§ TASK TO CARRY OUT
Restate the whole listing word for word. Pictures are left out.
+++++
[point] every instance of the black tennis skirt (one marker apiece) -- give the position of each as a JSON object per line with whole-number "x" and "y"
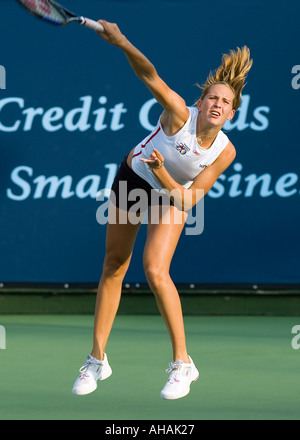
{"x": 129, "y": 188}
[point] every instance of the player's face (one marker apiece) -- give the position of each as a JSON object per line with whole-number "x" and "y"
{"x": 216, "y": 106}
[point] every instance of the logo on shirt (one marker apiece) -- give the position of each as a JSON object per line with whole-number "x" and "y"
{"x": 182, "y": 148}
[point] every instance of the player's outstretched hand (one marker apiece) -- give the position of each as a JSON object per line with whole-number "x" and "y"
{"x": 112, "y": 33}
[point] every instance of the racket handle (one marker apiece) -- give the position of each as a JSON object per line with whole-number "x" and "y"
{"x": 92, "y": 24}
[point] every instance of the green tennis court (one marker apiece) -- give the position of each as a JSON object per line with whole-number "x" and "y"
{"x": 248, "y": 369}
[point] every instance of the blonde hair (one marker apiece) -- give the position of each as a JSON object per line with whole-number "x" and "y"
{"x": 232, "y": 72}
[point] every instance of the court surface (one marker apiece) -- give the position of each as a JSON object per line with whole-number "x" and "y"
{"x": 248, "y": 369}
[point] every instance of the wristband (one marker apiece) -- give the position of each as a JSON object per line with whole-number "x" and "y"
{"x": 157, "y": 168}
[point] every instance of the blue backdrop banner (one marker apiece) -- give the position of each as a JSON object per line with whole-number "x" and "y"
{"x": 71, "y": 108}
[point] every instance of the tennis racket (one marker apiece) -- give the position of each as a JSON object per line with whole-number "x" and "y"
{"x": 54, "y": 13}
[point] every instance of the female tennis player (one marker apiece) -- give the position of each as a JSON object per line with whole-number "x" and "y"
{"x": 184, "y": 155}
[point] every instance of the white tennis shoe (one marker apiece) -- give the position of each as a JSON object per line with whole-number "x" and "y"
{"x": 180, "y": 379}
{"x": 91, "y": 371}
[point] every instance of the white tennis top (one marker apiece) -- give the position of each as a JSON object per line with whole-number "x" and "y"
{"x": 184, "y": 157}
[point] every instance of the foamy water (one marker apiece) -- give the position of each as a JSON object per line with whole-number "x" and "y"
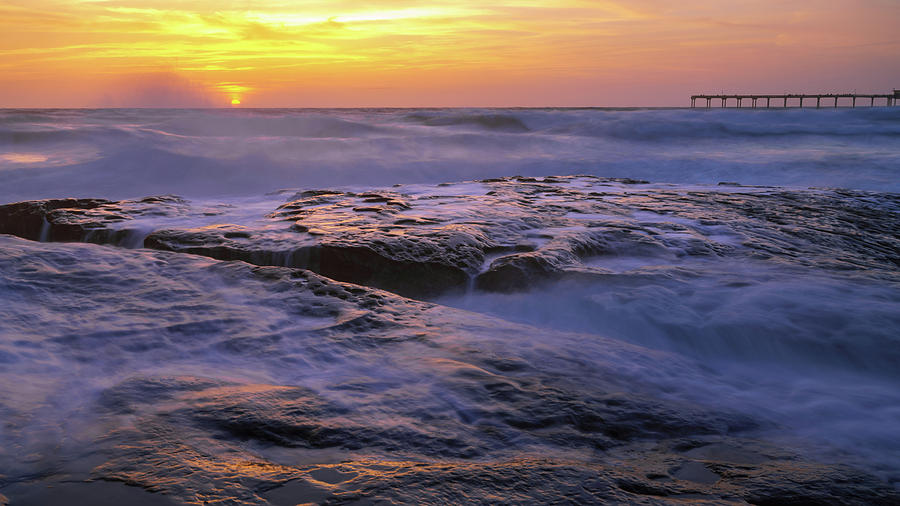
{"x": 132, "y": 153}
{"x": 803, "y": 345}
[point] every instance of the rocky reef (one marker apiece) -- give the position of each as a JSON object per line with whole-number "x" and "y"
{"x": 298, "y": 355}
{"x": 503, "y": 234}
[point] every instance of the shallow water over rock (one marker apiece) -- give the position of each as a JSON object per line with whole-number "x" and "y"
{"x": 568, "y": 339}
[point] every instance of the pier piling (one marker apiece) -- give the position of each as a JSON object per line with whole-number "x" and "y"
{"x": 890, "y": 99}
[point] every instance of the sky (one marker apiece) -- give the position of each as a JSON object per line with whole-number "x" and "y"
{"x": 399, "y": 53}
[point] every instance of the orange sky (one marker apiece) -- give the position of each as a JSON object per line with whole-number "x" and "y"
{"x": 352, "y": 53}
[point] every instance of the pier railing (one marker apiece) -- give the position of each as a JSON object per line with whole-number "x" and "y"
{"x": 789, "y": 99}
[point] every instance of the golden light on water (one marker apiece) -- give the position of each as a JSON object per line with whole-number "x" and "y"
{"x": 434, "y": 52}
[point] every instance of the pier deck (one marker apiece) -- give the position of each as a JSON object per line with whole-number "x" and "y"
{"x": 890, "y": 99}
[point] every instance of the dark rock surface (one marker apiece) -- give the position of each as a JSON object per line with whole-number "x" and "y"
{"x": 230, "y": 383}
{"x": 508, "y": 234}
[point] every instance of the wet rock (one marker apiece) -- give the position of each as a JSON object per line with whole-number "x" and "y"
{"x": 262, "y": 384}
{"x": 80, "y": 220}
{"x": 508, "y": 234}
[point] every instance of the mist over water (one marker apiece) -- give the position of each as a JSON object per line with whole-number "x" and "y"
{"x": 122, "y": 153}
{"x": 774, "y": 311}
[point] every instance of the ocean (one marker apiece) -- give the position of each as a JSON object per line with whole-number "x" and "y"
{"x": 281, "y": 306}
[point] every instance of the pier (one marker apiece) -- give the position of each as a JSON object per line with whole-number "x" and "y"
{"x": 791, "y": 99}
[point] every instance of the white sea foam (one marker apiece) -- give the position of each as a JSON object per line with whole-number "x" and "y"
{"x": 130, "y": 153}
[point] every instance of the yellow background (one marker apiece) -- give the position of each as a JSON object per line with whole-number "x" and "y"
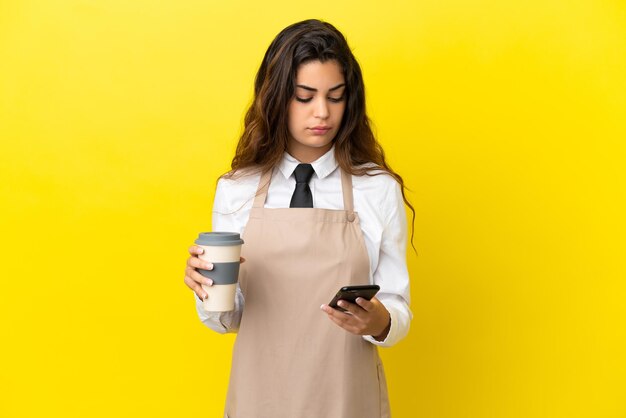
{"x": 506, "y": 119}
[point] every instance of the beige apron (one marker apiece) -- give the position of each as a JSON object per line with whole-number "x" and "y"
{"x": 289, "y": 359}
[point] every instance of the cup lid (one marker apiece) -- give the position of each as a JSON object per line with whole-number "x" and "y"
{"x": 219, "y": 239}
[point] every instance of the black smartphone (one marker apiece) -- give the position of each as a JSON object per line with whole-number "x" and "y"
{"x": 350, "y": 293}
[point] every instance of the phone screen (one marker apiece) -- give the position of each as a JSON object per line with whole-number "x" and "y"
{"x": 350, "y": 293}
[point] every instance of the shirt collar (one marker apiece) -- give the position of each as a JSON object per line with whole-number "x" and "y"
{"x": 323, "y": 166}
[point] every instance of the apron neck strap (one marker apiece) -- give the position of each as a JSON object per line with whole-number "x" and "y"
{"x": 261, "y": 193}
{"x": 346, "y": 187}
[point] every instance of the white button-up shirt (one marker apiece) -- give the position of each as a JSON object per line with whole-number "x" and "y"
{"x": 377, "y": 200}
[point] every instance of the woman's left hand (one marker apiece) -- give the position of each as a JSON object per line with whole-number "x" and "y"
{"x": 363, "y": 318}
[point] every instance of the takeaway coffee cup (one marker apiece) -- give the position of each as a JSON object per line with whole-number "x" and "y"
{"x": 222, "y": 249}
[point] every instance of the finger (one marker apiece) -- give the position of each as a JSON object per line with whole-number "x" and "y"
{"x": 339, "y": 316}
{"x": 195, "y": 250}
{"x": 352, "y": 308}
{"x": 195, "y": 287}
{"x": 367, "y": 305}
{"x": 197, "y": 277}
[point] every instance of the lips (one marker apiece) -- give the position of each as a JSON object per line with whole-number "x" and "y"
{"x": 319, "y": 130}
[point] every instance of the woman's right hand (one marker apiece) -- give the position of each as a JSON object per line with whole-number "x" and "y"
{"x": 193, "y": 279}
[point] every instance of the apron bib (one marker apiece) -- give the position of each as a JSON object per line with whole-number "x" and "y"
{"x": 289, "y": 359}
+++++
§ SOLUTION
[point] every instance of the black tennis skirt (one marker apiece) -- give the position of each as a JSON object per line with whole-number "x" and "y"
{"x": 129, "y": 188}
[point] every instance of the player's face (one marker apiece) -- give the position of each as a JSON object per line with whole-number "x" and "y"
{"x": 216, "y": 106}
[point] every instance of the logo on shirt (one marker apiece) -- give the position of each as a JSON object per line with whole-number "x" and "y"
{"x": 182, "y": 148}
[point] every instance of the player's outstretched hand (one marker apiece) -- give the position of each as a JSON object per line with whole-number "x" and "y"
{"x": 112, "y": 33}
[point] every instance of the racket handle (one marker apiece) -- give the position of each as a JSON object per line with whole-number "x" and "y"
{"x": 92, "y": 24}
[point] every instance of the green tennis court (one marker apiece) -- give the position of each as a JSON object per line with whole-number "x" and "y"
{"x": 248, "y": 369}
[point] every instance of the blonde hair (one marker apiece) -- give the position of each as a JSON object per line with whole-number "x" and "y"
{"x": 232, "y": 72}
[point] every instance of the court surface (one marker apiece) -- give the position of each as a JSON object per line with whole-number "x" and "y"
{"x": 248, "y": 369}
[point] every instance of the wristband (one marker apiece) -- give the position of each as a JSON object per line with whole-number "x" and "y"
{"x": 157, "y": 168}
[point] every instance of the blue backdrop banner (one marker apiece) -- give the position of each as a JSON object per line with whole-number "x" and "y"
{"x": 71, "y": 108}
[point] every instance of the tennis racket (one marker apiece) -- give the position of each as a JSON object per line with whole-number "x" and "y"
{"x": 54, "y": 13}
[point] every instance of the female tennis player (one marker apiece) -- give the position of each as a JSON object per line with whole-number "x" and "y"
{"x": 184, "y": 155}
[point] every instance of the white tennis shoe (one marker apiece) -- give the position of each as a JSON object per line with whole-number "x" and "y"
{"x": 180, "y": 379}
{"x": 91, "y": 371}
[point] every instance of the white tennis top (one marker apiece) -- give the position of each as a JSON object per line with whole-number "x" and "y"
{"x": 184, "y": 157}
[point] every instance of the foamy water (one marker apiece) -- give the position of each as a JSON object per line with whole-number "x" and "y"
{"x": 132, "y": 153}
{"x": 803, "y": 345}
[point] every instance of the rocky reef (one marker apiece) -- give the position of each as a JSON object per line with whole-number "x" and "y"
{"x": 298, "y": 355}
{"x": 503, "y": 234}
[point] every instance of the shallow water over rock (one marker apiece) -- give the position of each as a JSON object per line with whole-number "x" and "y"
{"x": 568, "y": 339}
[point] every instance of the pier piling (one marker apiece) -- give the position of each as a JSON object per line with whole-number "x" and "y"
{"x": 890, "y": 99}
[point] every instance of the sky (one marker apiece) -- give the position of each as a JSON object per line with whole-number "x" and "y"
{"x": 399, "y": 53}
[point] every instance of the orange sky (one marker apiece) -- give the position of each as a JSON object per line with whole-number "x" and "y"
{"x": 352, "y": 53}
[point] every instance of the pier railing (one marker apiece) -- give the position of each as a JSON object per line with whole-number "x" and "y"
{"x": 789, "y": 99}
[point] every instance of the golden light on water (one marker apiece) -- give the position of each as a JSON object per line with whole-number "x" and "y"
{"x": 434, "y": 52}
[point] every instance of the pier deck (one marker apiece) -- give the position of each as a JSON object per line with whole-number "x" and "y"
{"x": 890, "y": 99}
[point] every instance of the dark rock surface (one marker apiece) -- give the position of each as a JSON object per line with whole-number "x" and "y"
{"x": 230, "y": 383}
{"x": 508, "y": 234}
[point] every instance of the wet rock (one marker apiece) -- give the position of each as a JSON object per line with whole-number "x" and "y"
{"x": 262, "y": 384}
{"x": 80, "y": 220}
{"x": 508, "y": 234}
[point] every instance of the mist over water (one marker apiece) -- give the position of each as a JSON object per line with whole-number "x" and "y"
{"x": 122, "y": 153}
{"x": 774, "y": 311}
[point] every instance of the ocean (one marker apiece) -- give the position of each as a JSON object per line with whole-number "x" and "y"
{"x": 281, "y": 306}
[point] every instance of the pier (one marker apiece) -- give the position of each as a JSON object per line with whole-number "x" and "y"
{"x": 791, "y": 99}
[point] every instance of the white sea foam (one marker apiece) -- give the position of each as a JSON object per line with whole-number "x" and "y"
{"x": 130, "y": 153}
[point] every instance of the yellow background (one marker apiece) -- give the position of each as a JSON object per line with whole-number "x" and "y"
{"x": 506, "y": 119}
[point] every instance of the beige apron (one marker apiece) -- give the position of each as a JSON object per line with whole-number "x" and "y"
{"x": 289, "y": 359}
[point] every instance of the cup lid (one marker apiece) -- give the position of each as a JSON object per line with whole-number "x" and "y"
{"x": 219, "y": 239}
[point] every instance of the black smartphone (one marker apiece) -- give the position of each as a JSON object per line with whole-number "x" and "y"
{"x": 350, "y": 293}
[point] every instance of the phone screen (one marker apiece) -- give the position of each as a JSON object per line with whole-number "x" and "y"
{"x": 350, "y": 293}
[point] every instance of the shirt collar (one marker apiece) -- give the position of each as a JSON object per line with whole-number "x" and "y"
{"x": 323, "y": 166}
[point] every instance of the apron neck strap (one marker apiece) -- give the position of each as a JSON object per line with whole-number "x" and "y"
{"x": 261, "y": 193}
{"x": 346, "y": 187}
[point] every instance of the white button-up shirt (one marker apiece) -- give the position of each as a JSON object per line with whole-number "x" and "y"
{"x": 377, "y": 200}
[point] every instance of the woman's left hand (one marker apiece) -- give the position of each as a JSON object per line with whole-number "x" and "y"
{"x": 363, "y": 318}
[point] every instance of the takeaway coffee cup (one marker apiece) -- give the position of each as a JSON object per line with whole-number "x" and "y"
{"x": 222, "y": 249}
[point] every instance of the finger (one marker apiece) -- give the position of each as a JSON object per line with whole-number "x" and "y"
{"x": 339, "y": 316}
{"x": 195, "y": 250}
{"x": 352, "y": 308}
{"x": 195, "y": 287}
{"x": 367, "y": 305}
{"x": 197, "y": 277}
[point] every instance of the lips (one marker apiece) -- give the position of each as a JSON object per line with whole-number "x" and "y"
{"x": 319, "y": 130}
[point] every instance of the woman's right hand (one marker apiece) -- give the position of each as a JSON object per line with whole-number "x" and "y"
{"x": 193, "y": 279}
[point] every instance of the apron bib (one marker apiece) -- give the position of each as a JSON object per line with whole-number "x" and "y"
{"x": 289, "y": 359}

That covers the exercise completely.